[Dataset rows on where objects appear]

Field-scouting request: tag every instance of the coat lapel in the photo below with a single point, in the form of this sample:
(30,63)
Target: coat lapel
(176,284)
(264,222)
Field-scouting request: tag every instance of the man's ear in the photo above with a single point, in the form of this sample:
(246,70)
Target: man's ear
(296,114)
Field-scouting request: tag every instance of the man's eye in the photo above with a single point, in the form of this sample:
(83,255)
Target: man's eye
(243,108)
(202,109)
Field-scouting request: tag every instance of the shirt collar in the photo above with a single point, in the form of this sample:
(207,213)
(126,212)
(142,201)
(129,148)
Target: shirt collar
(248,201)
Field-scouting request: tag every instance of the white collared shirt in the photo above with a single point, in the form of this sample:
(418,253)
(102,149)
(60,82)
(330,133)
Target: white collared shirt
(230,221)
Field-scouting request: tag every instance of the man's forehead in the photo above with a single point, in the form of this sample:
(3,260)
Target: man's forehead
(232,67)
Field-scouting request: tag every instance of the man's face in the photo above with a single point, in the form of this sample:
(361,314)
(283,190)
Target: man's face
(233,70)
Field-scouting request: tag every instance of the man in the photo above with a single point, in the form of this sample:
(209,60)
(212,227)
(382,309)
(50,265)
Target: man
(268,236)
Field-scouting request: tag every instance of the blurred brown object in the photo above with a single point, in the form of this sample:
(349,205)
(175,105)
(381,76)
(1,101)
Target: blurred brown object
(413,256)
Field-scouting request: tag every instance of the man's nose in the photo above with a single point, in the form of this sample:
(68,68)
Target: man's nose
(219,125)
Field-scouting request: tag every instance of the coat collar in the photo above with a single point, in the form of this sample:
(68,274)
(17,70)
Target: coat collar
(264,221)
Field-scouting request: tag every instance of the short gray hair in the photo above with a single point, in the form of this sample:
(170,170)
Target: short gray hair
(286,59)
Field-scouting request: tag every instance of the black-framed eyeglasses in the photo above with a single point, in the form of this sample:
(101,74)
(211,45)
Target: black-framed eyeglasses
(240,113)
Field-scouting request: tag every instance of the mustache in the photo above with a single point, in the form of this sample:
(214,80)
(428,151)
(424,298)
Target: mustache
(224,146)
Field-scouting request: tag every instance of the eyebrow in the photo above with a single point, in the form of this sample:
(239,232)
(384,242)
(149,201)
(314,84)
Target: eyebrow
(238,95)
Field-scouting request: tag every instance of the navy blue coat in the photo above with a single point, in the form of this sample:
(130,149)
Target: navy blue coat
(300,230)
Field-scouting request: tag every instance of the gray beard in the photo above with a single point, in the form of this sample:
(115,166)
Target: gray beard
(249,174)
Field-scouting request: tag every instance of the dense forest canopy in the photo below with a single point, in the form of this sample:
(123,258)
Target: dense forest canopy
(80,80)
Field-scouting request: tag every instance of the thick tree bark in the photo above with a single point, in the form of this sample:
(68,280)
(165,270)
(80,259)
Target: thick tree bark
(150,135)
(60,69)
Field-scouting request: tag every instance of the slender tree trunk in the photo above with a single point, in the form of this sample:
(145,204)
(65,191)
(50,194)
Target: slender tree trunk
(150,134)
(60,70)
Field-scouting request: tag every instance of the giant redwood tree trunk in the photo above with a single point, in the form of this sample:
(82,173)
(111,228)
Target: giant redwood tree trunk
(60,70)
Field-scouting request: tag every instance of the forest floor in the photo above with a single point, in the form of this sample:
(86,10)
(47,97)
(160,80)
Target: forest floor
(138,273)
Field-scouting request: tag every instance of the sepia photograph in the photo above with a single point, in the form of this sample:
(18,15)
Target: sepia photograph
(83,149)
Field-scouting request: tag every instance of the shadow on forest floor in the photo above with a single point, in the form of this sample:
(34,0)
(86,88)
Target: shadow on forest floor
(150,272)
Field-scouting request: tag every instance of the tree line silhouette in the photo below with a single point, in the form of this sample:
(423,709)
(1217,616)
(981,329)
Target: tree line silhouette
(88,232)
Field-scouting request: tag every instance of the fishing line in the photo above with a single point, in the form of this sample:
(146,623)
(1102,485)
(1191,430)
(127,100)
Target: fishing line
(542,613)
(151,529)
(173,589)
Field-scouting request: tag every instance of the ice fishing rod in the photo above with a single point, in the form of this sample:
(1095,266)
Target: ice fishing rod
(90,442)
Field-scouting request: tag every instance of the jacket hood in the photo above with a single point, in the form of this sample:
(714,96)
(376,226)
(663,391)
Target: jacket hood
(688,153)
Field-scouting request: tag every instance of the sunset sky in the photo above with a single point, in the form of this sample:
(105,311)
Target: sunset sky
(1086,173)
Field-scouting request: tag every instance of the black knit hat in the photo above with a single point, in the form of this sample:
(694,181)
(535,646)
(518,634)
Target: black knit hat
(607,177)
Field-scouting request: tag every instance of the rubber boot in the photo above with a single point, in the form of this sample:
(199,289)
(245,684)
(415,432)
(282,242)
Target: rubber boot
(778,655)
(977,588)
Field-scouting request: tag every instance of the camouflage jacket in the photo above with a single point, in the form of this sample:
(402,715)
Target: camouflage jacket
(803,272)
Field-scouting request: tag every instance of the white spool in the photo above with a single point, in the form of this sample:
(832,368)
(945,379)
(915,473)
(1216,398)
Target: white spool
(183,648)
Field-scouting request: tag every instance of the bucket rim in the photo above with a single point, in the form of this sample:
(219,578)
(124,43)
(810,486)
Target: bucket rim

### Short task
Make a verbatim copy of every entry shown above.

### Final result
Field-scouting request: tag every instance of the coat lapel in the photo below with a single point, in the form of this sample:
(30,63)
Target: coat lapel
(176,284)
(264,222)
Field-scouting request: tag every instance of the man's ear in the photo above with a single point, in the form of this sample:
(246,70)
Target: man's ear
(296,114)
Field-scouting request: tag every instance of the man's eye in the photo above with a single point, in the form of this sample:
(83,255)
Target: man's eye
(243,108)
(202,109)
Field-scouting request: tag every instance of the shirt collar in the photo above with a single point, in the form of this sample:
(207,213)
(126,212)
(142,201)
(129,148)
Target: shirt collar
(248,201)
Field-scouting request: tag every instance of the white collared shirt in the photo above with a single point, in the form of this sample:
(418,253)
(102,149)
(60,82)
(330,133)
Target: white collared shirt
(230,221)
Field-scouting request: tag every instance of the man's forehead in the photo above with a single point, in the form of this sample:
(3,260)
Target: man's forehead
(232,67)
Field-scouting request: tag every instance of the man's face in the photo above with a single point, in the form of this sample:
(361,314)
(283,190)
Target: man's face
(233,70)
Field-scouting request: tag every instance of the man in the photo above with a single point, in the form of this sample:
(209,60)
(212,227)
(382,309)
(50,265)
Target: man
(268,236)
Field-scouting request: tag every instance of the blurred brown object in the photo above with a single point, in the form of this sample:
(349,205)
(175,105)
(381,76)
(1,101)
Target: blurred brown object
(413,256)
Field-scouting request: tag every instance of the man's nose in the photo above with a single point, in the form of this sample:
(68,68)
Target: man's nose
(219,125)
Field-scouting request: tag every instance of the coat collar in the photo above with a single point, in the form of this sample:
(68,274)
(17,70)
Target: coat collar
(264,221)
Field-scouting request: tag every instance of the short gray hair in the photo above with a single point, in the form of this sample:
(170,170)
Target: short gray hair
(286,59)
Field-scouting request: tag every instance of the black-framed eyeglasses in the photo above with a single point, in the form of this sample:
(101,74)
(211,45)
Target: black-framed eyeglasses
(240,113)
Field-scouting request: tag every instance of the mustache in the photo above with a single point, in the form of this sample:
(214,80)
(428,151)
(424,298)
Target: mustache
(224,146)
Field-scouting request: tag every instance of the eyebrow in the photo above with a single point, in the form of this sample:
(239,232)
(384,242)
(149,201)
(314,84)
Target: eyebrow
(238,95)
Field-scouting request: tag every instance of the navy blue coat in the photo above with a single point, in the form of this sample:
(130,149)
Target: navy blue coat
(300,230)
Field-scouting request: tag every instance of the gray beard in the photo above with a single point, in the form of this sample:
(115,166)
Target: gray beard
(249,174)
Field-scouting request: tag every instance of the dense forest canopy in the photo below with a single point, in the form of this sample:
(123,258)
Target: dense forest canopy
(80,80)
Field-scouting request: tag every instance of the thick tree bark in the photo above with a single point, in the form of this sample:
(68,280)
(165,270)
(80,259)
Target: thick tree bark
(150,135)
(60,69)
Field-scouting request: tag every instance of the slender tree trunk in the photo above with a single point, in the form of this sample:
(145,204)
(65,191)
(50,194)
Target: slender tree trunk
(150,134)
(60,70)
Field-scouting request: tag every instance of the giant redwood tree trunk in the photo above with a single point, in the form of this sample:
(82,173)
(111,228)
Target: giant redwood tree trunk
(60,70)
Field-scouting request: tag every instance of the forest floor in the photo above with a single point, in the form of this sample:
(86,10)
(47,97)
(160,80)
Target: forest floor
(138,273)
Field-scouting request: tag every instance of the sepia photograph in the photo above with a single point, in the form of this sample:
(18,15)
Target: sepia photograph
(83,149)
Field-scouting request: tag every instance of the shadow on forest floor in the photo above with a single point, in the form of this sample:
(34,0)
(86,88)
Target: shadow on forest floor
(150,272)
Field-scouting request: tag every instance of the tree line silhouette in the photo below with a single point, in the form of this sample:
(423,709)
(1217,616)
(981,329)
Target: tree line silhouette
(88,232)
Field-scouting request: tag every instance of the fishing line in the photo above with a single point, in the form of this sample:
(146,623)
(1102,485)
(1191,430)
(127,100)
Target: fishing line
(542,613)
(151,529)
(173,589)
Field-scouting request: tag every instance of the ice fishing rod in the photo above with a single point, in the form of this sample:
(1095,266)
Target: ice fishing rod
(90,442)
Field-scouting request: tag every instance of the jacket hood in the photo above with a single point, in the form of this sample:
(714,96)
(376,226)
(663,391)
Target: jacket hood
(688,153)
Field-scouting request: tag every instance of the sunset sky in the photo above with a single point, in the form of this sample:
(105,311)
Target: sunset sky
(1086,173)
Field-scouting request: tag every instance of the black knit hat in the photo above with a single point, in the form of this sample:
(694,181)
(535,646)
(518,634)
Target: black knit hat
(607,177)
Field-scouting request: tag every instance of the rubber boot in the photo above with a single point, in the form of this sample:
(199,289)
(245,684)
(415,432)
(282,242)
Target: rubber boot
(778,655)
(977,588)
Field-scouting request: tag every instance of the camouflage jacket in the photo above with a single point, in the form of this sample:
(402,715)
Target: camouflage jacket
(803,272)
Field-scouting request: tag every instance of the white spool in the photo above with a single point, in the form of this sample:
(832,368)
(945,379)
(915,473)
(1216,398)
Target: white spool
(183,648)
Field-scouting request: tag every instance of the bucket rim in the photo above with a single point, in the form of this sample:
(219,578)
(124,43)
(810,486)
Target: bucket rim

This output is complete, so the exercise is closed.